## Work instructions
Output the lines of each item below as a JSON list of strings, with one string per line and blank lines omitted.

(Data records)
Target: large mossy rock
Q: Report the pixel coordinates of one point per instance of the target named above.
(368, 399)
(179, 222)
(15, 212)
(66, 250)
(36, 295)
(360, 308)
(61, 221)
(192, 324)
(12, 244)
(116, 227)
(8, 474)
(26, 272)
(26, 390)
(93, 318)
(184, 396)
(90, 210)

## Written response
[
  "Target: large mossy rock",
  "Q: Report the pixel coordinates of one point per instance of the target named above.",
  "(368, 399)",
  "(179, 222)",
  "(15, 212)",
  "(66, 250)",
  "(36, 295)",
  "(360, 308)",
  "(61, 221)",
  "(192, 324)",
  "(12, 244)",
  "(116, 227)",
  "(8, 474)",
  "(26, 272)",
  "(26, 390)",
  "(93, 318)",
  "(184, 396)",
  "(90, 210)"
]